Required work:
1. Answer these questions about the transcript on boiling water, labeling each answer (a), (b) or (c) on its own line:
(a) At what temperature does water boil at 10,000 feet?
(b) What ages were the children in the year three class?
(c) Who asked for imaginative and creative activities for older or more able primary children?
2. Set down the transcript on boiling water word for word, everything from "Skip to 2 minutes and 57" down to "that need stretching?".

— start of Selected extract —

Skip to 0 minutes and 44 seconds Now, this isn’t really a primary idea. My colleagues in secondary team actually deliver this part of the learning, but I thought, as the question has been asked, I’ll see if I can find the answer for you. So, basically, for any liquid to turn into a gas, into the vapour, it needs to meet that atmospheric pressure, so the pressure needs to equal– the vapour pressure needs to equal the atmospheric pressure. To do that at sea level, so where most people are, is it takes 100 degrees temperature for the water to boil, therefore, turning into a gas. When the atmospheric pressure is less, it takes less energy for the liquid to boil.

Skip to 1 minute and 33 seconds So for example, at 10,000 feet, the atmospheric pressure is a lot less, so, therefore, it only takes 90 degrees for something to boil– now, well, water we’re talking about here. There is an investigation that you can do. It is very secondary investigation that my colleagues talk about, where you have a bottle. You add boiling water to the bottle, add a thermometer, and then seal it and remove the air. So you need a vacuum pump to remove the air out of there. And what you should notice is that the water begins to re-boil. And if you look in that thermometer, it should be boiling at a much lower temperature, and that’s because the pressure applied is less.

Skip to 2 minutes and 18 seconds Therefore, you need less energy, and it can boil at a lower temperature. I hope that’s answered your question, Saira. Now, Saira also asked the question about, why does water boil much quicker if you add a lid to a pot? Now, we all know this, don’t we? When we’re making out tea, if we put a lid on our pans, it’s much quicker. Basically, this is due to the fact that if you’re putting a lid on, you remove the cold air getting into your pan, so you haven’t got that convection of cold air getting in and affecting the temperature of the water. So, again, it takes less energy to boil.

Skip to 2 minutes and 57 seconds Also, by putting on the lid, the convection is much smaller, isn’t it? So you’re just getting the water boiling, evaporating, condensing on the lid, and then coming back down, and that is in a much smaller space. And, basically, by the time it’s evaporated, condensed, it’s already reaching, again, that temperature where it can evaporate again, so creating that vapour. So it’s a much quicker and more energy-efficient way of boiling water. A third question came from Grant, and grant asked a really lovely question. His question is, do you have any imaginative and creative activities that could be used for older primary or more able that need stretching?

Skip to 3 minutes and 40 seconds So I had a think about it, thought about it, the kinds of things that I would have done with my older children or those children that had grasped the concept we’re working on. And, basically, it’s all about context learning and problem solving. So for example, I had a year three class, so ages 7 and 8, and we were looking at dissolving. So we tried salts, and sugar, and all sorts of different things. And I just sent them the problem of– so there’s a chef, and the chef works in a country where they have banned salt. They say, you’re not allowed salt in anything.

Skip to 4 minutes and 15 seconds But he’s a great chef, so he wants to add salt to his food to make it taste. He thinks that’s the best food he can make. So he has to find a way of getting his salt past the people on the borders, and the children were set that challenge. And by the end of the session, I would have expected them to explore different ways of fooling the censors so that it could get– so that he could get his salt through. So the children– we had explored dissolving. They knew the concept, and then I set it up as a challenge.

— end of Selected extract —
— start of Records shown —

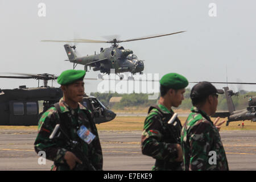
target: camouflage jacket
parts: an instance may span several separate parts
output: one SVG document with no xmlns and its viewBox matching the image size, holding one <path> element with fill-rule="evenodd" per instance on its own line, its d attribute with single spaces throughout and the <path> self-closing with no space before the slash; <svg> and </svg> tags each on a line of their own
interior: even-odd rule
<svg viewBox="0 0 256 182">
<path fill-rule="evenodd" d="M 76 110 L 71 109 L 63 101 L 63 98 L 60 99 L 59 101 L 61 113 L 68 112 L 67 114 L 69 118 L 70 123 L 68 123 L 69 127 L 65 126 L 66 131 L 68 131 L 67 134 L 72 140 L 79 142 L 81 150 L 96 169 L 102 170 L 102 153 L 95 123 L 93 121 L 88 119 L 86 114 L 88 111 L 91 113 L 90 111 L 86 111 L 86 109 L 84 106 L 80 103 L 79 104 L 79 106 Z M 37 153 L 40 151 L 44 151 L 46 158 L 54 161 L 57 170 L 69 170 L 69 168 L 64 159 L 68 148 L 65 140 L 64 142 L 56 143 L 49 139 L 56 123 L 60 123 L 60 116 L 56 109 L 52 107 L 42 115 L 39 120 L 38 134 L 34 143 L 35 150 Z M 77 134 L 77 129 L 82 125 L 96 135 L 96 138 L 89 144 L 82 141 Z"/>
<path fill-rule="evenodd" d="M 175 126 L 167 124 L 174 111 L 162 105 L 158 107 L 160 111 L 151 107 L 146 118 L 141 136 L 142 154 L 156 159 L 152 170 L 181 170 L 180 163 L 174 161 L 177 157 L 176 144 L 180 142 L 180 121 L 176 118 Z"/>
<path fill-rule="evenodd" d="M 191 111 L 181 131 L 183 169 L 228 170 L 217 129 L 204 111 L 195 107 Z"/>
</svg>

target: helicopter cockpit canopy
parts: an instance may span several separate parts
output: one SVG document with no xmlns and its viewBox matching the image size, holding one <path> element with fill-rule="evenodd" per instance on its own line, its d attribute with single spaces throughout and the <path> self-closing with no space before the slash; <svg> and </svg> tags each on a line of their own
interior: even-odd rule
<svg viewBox="0 0 256 182">
<path fill-rule="evenodd" d="M 133 60 L 134 59 L 137 59 L 137 56 L 131 53 L 127 56 L 127 59 L 130 60 Z"/>
<path fill-rule="evenodd" d="M 117 48 L 119 50 L 123 50 L 125 48 L 122 46 L 118 46 Z"/>
</svg>

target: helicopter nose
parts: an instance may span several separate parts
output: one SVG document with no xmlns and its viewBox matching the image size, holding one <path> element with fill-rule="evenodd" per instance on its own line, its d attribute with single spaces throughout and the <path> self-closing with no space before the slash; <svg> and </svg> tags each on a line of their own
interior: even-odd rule
<svg viewBox="0 0 256 182">
<path fill-rule="evenodd" d="M 115 118 L 116 115 L 117 114 L 110 110 L 108 110 L 106 113 L 106 119 L 108 121 L 111 121 L 112 119 L 114 119 Z"/>
<path fill-rule="evenodd" d="M 143 61 L 138 61 L 137 64 L 138 64 L 137 68 L 139 68 L 141 71 L 142 71 L 144 69 L 144 63 L 143 63 Z"/>
</svg>

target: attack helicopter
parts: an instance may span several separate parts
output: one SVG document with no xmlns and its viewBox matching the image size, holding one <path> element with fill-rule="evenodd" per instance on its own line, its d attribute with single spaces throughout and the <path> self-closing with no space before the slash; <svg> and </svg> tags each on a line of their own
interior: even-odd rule
<svg viewBox="0 0 256 182">
<path fill-rule="evenodd" d="M 225 97 L 226 99 L 228 112 L 217 112 L 212 117 L 228 117 L 226 126 L 229 126 L 229 122 L 232 121 L 251 120 L 252 122 L 256 122 L 256 97 L 251 97 L 248 102 L 248 107 L 246 109 L 236 110 L 232 96 L 238 96 L 238 93 L 234 93 L 232 90 L 229 90 L 228 86 L 223 88 L 224 89 Z"/>
<path fill-rule="evenodd" d="M 59 102 L 63 96 L 60 88 L 47 85 L 48 81 L 53 81 L 57 76 L 48 73 L 13 74 L 22 76 L 0 76 L 0 78 L 34 78 L 38 80 L 38 87 L 28 88 L 26 85 L 22 85 L 14 89 L 0 89 L 0 125 L 38 125 L 42 114 Z M 44 85 L 39 87 L 40 80 L 44 81 Z M 41 112 L 39 111 L 39 101 L 43 102 Z M 85 94 L 81 104 L 92 111 L 96 123 L 109 122 L 115 117 L 114 112 L 94 97 Z"/>
<path fill-rule="evenodd" d="M 189 83 L 198 83 L 198 81 L 191 81 Z M 233 96 L 238 96 L 239 92 L 234 93 L 232 90 L 229 90 L 228 84 L 245 84 L 245 85 L 256 85 L 255 82 L 212 82 L 212 84 L 225 84 L 227 86 L 224 87 L 225 97 L 226 100 L 228 112 L 216 112 L 212 117 L 226 118 L 228 120 L 226 126 L 229 126 L 229 122 L 232 121 L 251 120 L 252 122 L 256 122 L 256 97 L 252 97 L 248 102 L 248 107 L 246 109 L 236 110 L 232 97 Z"/>
<path fill-rule="evenodd" d="M 90 69 L 93 67 L 94 71 L 100 71 L 103 73 L 102 76 L 106 74 L 110 73 L 110 69 L 114 69 L 115 73 L 119 77 L 120 80 L 122 80 L 123 75 L 121 73 L 130 72 L 133 75 L 137 73 L 143 74 L 144 70 L 144 60 L 139 60 L 137 56 L 133 54 L 133 51 L 130 49 L 125 49 L 123 47 L 119 46 L 118 43 L 122 42 L 131 42 L 139 40 L 144 40 L 147 39 L 155 38 L 163 36 L 171 35 L 185 31 L 180 31 L 168 34 L 162 34 L 155 36 L 146 36 L 136 39 L 131 39 L 125 40 L 118 40 L 116 38 L 110 41 L 95 40 L 89 39 L 74 39 L 73 40 L 44 40 L 42 42 L 65 42 L 65 43 L 111 43 L 112 47 L 106 48 L 101 48 L 100 53 L 94 55 L 88 55 L 81 57 L 78 57 L 75 51 L 76 46 L 71 46 L 69 44 L 65 44 L 64 48 L 68 57 L 68 60 L 73 63 L 73 68 L 75 69 L 77 64 L 84 65 L 84 69 L 88 72 L 88 67 Z"/>
</svg>

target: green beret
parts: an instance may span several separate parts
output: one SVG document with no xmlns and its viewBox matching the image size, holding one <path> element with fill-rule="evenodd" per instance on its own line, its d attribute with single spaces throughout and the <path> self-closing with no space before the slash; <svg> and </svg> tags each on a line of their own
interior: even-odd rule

— end of Records shown —

Responses:
1.
(a) 90 degrees
(b) 7 and 8
(c) Grant

2.
Skip to 2 minutes and 57 seconds Also, by putting on the lid, the convection is much smaller, isn’t it? So you’re just getting the water boiling, evaporating, condensing on the lid, and then coming back down, and that is in a much smaller space. And, basically, by the time it’s evaporated, condensed, it’s already reaching, again, that temperature where it can evaporate again, so creating that vapour. So it’s a much quicker and more energy-efficient way of boiling water. A third question came from Grant, and grant asked a really lovely question. His question is, do you have any imaginative and creative activities that could be used for older primary or more able that need stretching?